Return every line below that contains the word "stone", copied without changes.

>>>>

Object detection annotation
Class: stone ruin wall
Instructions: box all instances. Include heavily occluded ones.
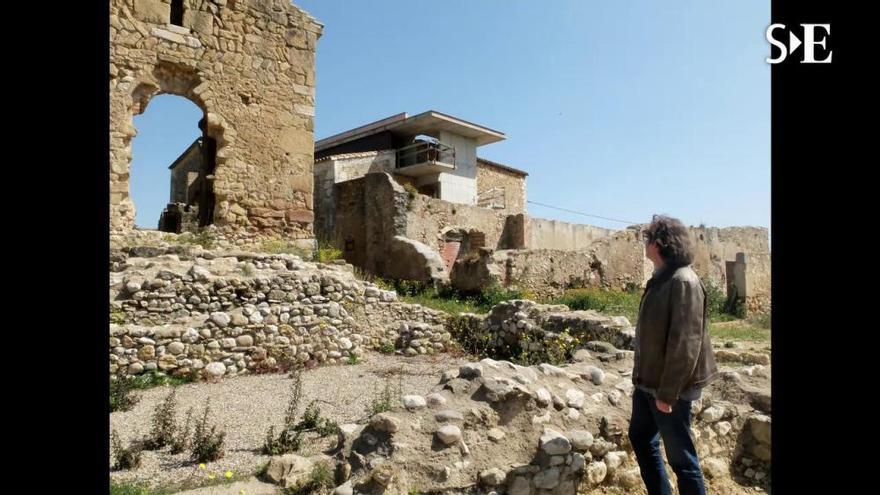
[110,0,322,248]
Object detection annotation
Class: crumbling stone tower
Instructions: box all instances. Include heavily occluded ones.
[110,0,323,243]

<<<<

**Response**:
Class: stone ruin wall
Class: crumbling stone tower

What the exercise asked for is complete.